Raw records
····················
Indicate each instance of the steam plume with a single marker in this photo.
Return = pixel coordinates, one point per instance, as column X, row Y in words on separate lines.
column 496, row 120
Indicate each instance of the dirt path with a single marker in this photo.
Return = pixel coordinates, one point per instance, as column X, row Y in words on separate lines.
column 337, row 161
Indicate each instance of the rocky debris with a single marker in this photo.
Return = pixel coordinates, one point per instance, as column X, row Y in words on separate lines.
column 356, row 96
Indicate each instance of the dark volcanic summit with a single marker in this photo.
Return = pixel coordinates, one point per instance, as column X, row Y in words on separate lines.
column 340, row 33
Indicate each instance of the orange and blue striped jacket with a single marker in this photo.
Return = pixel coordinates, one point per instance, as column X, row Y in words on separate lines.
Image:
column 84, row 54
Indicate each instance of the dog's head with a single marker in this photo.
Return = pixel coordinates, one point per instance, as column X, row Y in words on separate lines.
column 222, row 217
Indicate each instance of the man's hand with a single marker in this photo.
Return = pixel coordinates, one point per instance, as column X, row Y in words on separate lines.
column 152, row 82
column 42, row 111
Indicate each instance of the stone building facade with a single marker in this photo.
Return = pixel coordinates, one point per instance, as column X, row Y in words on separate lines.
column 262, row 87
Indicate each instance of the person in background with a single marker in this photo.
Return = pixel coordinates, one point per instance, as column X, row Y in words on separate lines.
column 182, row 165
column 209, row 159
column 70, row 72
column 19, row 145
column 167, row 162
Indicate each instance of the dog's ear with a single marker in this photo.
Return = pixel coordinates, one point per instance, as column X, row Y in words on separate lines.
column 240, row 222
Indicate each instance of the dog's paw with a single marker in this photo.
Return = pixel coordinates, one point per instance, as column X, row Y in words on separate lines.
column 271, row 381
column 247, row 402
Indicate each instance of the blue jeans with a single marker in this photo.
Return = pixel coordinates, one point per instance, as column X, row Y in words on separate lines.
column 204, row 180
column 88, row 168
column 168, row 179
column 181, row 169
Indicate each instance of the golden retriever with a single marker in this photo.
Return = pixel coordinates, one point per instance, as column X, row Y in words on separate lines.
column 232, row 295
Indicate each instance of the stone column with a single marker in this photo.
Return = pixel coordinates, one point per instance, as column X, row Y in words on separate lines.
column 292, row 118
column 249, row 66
····················
WHAT THE TASK REQUIRES: Copy all of the records above line for line, with no changes.

ANSWER FOR THE TASK:
Indicate each instance of the steam plume with a single marker in this photo.
Return = pixel coordinates, one point per instance, as column X, row Y in words on separate lines.
column 496, row 120
Indicate each instance of the dirt path with a single marker in this photo.
Return = pixel coordinates, one point per instance, as column X, row Y in words on separate lines.
column 337, row 161
Indicate each instance of the rocky debris with a single marker in this photo.
Return = pixel coordinates, one point per instance, as column X, row Y in words on separate lines.
column 356, row 96
Indicate each instance of the dark volcanic summit with a single marker in this photo.
Return = pixel coordinates, one point per instance, as column X, row Y in words on separate lines.
column 340, row 33
Indicate each instance of the orange and blue striped jacket with a single marker in this photo.
Return = pixel coordinates, one point per instance, as column X, row Y in words on separate lines.
Image:
column 84, row 54
Indicate each instance of the dog's head with a single marker in this photo.
Return = pixel coordinates, one point per instance, as column X, row Y in words on separate lines.
column 222, row 217
Indicate each instance of the man's hand with a single marker in this photo.
Return = pixel coordinates, one point per instance, as column X, row Y in words on separate lines.
column 152, row 82
column 42, row 111
Indicate each instance of the stone building facade with a single marker in this photo.
Return = pixel coordinates, one point per instance, as column X, row Y in words on separate lines.
column 262, row 87
Indicate each instance of the person in background with a single marker in this photo.
Return = pixel coordinates, one point per instance, as column X, row Y in words on separate lines.
column 182, row 165
column 209, row 159
column 70, row 72
column 19, row 145
column 167, row 162
Indicate each instance of the dog's ear with a single marker in this photo.
Return = pixel coordinates, one point per instance, as column X, row Y in words on separate lines.
column 240, row 222
Indicate each instance of the dog's paw with a single marker in this photo.
Return = pixel coordinates, one point per instance, as column X, row Y in words on separate lines.
column 271, row 381
column 247, row 402
Indicate each instance of the blue jeans with a single marker in this photo.
Return = pixel coordinates, one point per instance, as column X, row Y in words on separate lines.
column 204, row 180
column 88, row 168
column 168, row 179
column 181, row 169
Indicate each instance of the golden retriever with a single marker in this photo.
Return = pixel coordinates, one point per instance, as column X, row Y in words on separate lines.
column 232, row 295
Indicate each instance of the stone column with a single marker in this photo.
Return = pixel coordinates, one point per instance, as column X, row Y in words on separate lines.
column 292, row 118
column 249, row 66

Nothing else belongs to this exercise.